_EXERCISE OBJECTIVE_
Take the line that contains "In the photo above, each instance of the canyon" and every line after it in the material below, and quote them exactly.

(Lines of data)

● ● ● ● ● ● ●

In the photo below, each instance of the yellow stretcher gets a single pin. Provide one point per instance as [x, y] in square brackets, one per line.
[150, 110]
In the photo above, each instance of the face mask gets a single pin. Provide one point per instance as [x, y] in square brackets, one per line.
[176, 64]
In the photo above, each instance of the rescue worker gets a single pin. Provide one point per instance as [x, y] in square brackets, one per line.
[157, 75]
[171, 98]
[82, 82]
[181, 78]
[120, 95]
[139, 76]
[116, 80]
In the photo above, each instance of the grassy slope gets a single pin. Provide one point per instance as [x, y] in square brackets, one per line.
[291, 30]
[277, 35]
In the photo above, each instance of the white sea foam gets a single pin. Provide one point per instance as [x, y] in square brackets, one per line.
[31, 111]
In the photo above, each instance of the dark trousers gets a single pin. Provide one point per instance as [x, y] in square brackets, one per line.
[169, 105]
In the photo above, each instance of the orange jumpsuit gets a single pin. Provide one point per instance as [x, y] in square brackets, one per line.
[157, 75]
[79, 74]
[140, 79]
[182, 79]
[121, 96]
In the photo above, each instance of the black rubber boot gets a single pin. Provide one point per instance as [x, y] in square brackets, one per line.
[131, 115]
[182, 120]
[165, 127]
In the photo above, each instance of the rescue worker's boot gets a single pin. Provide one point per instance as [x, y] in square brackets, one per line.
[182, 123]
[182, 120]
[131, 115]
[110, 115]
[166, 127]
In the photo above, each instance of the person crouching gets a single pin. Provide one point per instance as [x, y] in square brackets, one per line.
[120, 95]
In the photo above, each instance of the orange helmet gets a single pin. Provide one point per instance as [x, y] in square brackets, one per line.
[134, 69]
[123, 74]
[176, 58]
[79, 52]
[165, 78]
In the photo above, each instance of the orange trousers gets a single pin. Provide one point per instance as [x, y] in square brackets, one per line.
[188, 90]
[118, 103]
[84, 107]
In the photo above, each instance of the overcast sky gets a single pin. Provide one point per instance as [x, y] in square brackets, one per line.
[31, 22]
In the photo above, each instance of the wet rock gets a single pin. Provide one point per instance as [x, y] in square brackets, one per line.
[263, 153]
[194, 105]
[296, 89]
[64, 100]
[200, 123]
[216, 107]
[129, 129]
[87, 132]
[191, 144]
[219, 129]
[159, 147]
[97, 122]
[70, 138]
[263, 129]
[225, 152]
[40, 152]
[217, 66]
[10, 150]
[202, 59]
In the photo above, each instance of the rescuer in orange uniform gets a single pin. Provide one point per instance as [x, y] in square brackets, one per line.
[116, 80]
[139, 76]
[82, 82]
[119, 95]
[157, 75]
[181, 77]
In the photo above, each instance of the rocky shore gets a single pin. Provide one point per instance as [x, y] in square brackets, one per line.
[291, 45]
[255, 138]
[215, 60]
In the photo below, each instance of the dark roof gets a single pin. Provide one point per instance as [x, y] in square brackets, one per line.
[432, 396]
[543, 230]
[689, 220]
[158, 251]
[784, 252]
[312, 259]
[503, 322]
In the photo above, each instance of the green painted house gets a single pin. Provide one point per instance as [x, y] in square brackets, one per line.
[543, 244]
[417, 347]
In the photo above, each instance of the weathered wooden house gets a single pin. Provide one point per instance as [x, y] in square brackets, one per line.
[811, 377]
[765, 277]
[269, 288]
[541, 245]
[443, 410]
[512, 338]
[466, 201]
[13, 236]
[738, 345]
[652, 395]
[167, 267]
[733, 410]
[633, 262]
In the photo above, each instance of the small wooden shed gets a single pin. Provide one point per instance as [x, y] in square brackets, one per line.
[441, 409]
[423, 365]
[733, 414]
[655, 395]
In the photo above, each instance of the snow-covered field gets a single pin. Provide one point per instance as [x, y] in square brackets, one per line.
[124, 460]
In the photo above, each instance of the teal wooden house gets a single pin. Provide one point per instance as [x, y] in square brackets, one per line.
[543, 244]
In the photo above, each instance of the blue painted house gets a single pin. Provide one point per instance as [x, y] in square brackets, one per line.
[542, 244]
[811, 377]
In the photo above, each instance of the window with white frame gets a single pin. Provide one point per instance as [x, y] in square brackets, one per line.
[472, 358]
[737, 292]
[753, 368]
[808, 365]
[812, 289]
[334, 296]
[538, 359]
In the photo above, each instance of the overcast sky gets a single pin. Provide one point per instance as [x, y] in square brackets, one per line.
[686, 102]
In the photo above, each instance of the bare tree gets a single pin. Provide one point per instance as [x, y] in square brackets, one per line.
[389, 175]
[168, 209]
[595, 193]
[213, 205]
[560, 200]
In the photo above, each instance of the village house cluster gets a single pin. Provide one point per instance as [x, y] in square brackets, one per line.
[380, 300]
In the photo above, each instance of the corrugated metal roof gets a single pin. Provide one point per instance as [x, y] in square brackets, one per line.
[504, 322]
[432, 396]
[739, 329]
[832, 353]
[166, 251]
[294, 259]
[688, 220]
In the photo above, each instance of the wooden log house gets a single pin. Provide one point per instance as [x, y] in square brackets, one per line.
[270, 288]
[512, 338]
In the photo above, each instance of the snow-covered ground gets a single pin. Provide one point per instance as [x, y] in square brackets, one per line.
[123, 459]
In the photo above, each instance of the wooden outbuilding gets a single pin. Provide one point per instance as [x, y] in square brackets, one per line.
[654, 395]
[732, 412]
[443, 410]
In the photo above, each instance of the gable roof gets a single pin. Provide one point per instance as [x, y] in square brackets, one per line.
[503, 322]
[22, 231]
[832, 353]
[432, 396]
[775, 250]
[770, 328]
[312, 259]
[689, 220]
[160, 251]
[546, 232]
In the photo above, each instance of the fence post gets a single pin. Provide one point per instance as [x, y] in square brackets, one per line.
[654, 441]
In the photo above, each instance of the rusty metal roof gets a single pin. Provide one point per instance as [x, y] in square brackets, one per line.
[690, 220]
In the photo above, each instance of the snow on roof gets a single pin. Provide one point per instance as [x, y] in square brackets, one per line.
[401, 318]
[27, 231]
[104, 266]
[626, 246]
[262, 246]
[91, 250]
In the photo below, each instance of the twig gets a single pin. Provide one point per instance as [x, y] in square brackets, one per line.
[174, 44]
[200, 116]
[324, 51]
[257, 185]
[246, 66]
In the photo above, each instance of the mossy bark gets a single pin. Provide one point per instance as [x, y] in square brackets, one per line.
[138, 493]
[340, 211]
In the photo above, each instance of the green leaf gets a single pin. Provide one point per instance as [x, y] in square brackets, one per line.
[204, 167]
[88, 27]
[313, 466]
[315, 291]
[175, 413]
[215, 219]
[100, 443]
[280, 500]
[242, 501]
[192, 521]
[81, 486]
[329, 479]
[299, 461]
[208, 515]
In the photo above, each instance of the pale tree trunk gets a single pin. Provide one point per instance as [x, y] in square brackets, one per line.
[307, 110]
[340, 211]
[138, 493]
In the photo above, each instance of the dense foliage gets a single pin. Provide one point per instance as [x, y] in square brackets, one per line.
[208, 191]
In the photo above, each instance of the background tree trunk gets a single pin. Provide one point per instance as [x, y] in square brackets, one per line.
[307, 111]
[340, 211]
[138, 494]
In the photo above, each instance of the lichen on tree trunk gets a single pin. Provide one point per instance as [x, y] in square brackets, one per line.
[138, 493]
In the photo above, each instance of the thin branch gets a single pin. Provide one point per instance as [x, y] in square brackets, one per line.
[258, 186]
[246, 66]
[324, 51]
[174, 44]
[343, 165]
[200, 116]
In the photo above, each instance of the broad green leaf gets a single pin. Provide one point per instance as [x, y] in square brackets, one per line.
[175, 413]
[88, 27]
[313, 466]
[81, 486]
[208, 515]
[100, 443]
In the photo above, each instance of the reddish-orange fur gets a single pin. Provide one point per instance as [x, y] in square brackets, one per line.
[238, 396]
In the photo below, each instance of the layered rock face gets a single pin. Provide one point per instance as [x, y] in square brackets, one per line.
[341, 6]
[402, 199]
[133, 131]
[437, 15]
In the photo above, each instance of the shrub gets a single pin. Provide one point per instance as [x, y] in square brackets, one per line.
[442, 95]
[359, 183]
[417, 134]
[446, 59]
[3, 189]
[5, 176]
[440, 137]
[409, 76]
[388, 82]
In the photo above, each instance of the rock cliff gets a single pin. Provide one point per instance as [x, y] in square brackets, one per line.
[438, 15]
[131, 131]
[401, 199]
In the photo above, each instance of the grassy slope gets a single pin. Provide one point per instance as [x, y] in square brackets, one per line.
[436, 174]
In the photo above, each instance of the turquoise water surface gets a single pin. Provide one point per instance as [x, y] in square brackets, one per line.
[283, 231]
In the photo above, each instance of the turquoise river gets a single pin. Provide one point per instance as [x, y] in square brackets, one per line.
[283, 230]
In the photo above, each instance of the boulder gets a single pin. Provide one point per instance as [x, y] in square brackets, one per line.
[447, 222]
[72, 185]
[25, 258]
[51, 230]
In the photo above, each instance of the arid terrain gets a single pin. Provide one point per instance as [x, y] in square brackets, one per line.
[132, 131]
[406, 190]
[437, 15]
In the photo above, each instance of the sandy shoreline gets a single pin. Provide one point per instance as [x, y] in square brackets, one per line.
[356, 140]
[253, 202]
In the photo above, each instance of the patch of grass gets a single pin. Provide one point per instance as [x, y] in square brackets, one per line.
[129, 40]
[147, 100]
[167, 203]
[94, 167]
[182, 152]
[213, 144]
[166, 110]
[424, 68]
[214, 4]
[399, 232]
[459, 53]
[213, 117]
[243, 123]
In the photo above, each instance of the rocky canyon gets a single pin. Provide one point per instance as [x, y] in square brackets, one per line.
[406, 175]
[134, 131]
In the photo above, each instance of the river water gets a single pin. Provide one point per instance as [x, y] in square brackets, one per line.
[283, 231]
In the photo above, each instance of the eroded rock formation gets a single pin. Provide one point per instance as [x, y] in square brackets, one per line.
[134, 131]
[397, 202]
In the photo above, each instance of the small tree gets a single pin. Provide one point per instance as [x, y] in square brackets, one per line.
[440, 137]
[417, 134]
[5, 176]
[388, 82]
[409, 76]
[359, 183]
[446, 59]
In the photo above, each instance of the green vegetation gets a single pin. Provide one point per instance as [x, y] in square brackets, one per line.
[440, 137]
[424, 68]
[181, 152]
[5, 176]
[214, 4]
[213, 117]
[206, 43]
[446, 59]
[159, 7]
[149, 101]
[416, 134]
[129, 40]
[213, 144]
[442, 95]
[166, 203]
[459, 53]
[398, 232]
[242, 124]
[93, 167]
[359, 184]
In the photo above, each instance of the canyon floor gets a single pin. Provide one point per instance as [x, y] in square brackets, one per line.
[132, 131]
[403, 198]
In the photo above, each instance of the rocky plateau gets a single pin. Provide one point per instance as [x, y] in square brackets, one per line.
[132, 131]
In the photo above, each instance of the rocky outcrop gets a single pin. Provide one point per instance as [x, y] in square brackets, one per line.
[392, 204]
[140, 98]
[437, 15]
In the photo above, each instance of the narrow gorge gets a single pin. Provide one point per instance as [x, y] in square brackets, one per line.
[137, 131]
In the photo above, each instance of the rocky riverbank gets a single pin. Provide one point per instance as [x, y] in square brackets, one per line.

● ● ● ● ● ● ●

_THE REPLY_
In the photo above, each instance of the canyon floor gets a single pin. Provide one point per instance as [x, y] in square brackets, one per line.
[132, 131]
[403, 198]
In the photo above, each instance of the rocky plateau gets a single pin. Provide one point per instance as [x, y] in square brackets, one per line.
[132, 131]
In the photo above, each instance of the rocky outcrop gets a single pin. Provide one point per instance as [x, y] in square brackets, one per line.
[392, 204]
[140, 98]
[437, 15]
In the photo above, each instance of the narrow gorge gets a single pin. Provide one point per instance as [x, y] in square brackets, one per line.
[137, 131]
In the photo above, each instance of the rocky riverbank gets a single pin. Provide one point per instance as [x, y] in square brackets, one per line.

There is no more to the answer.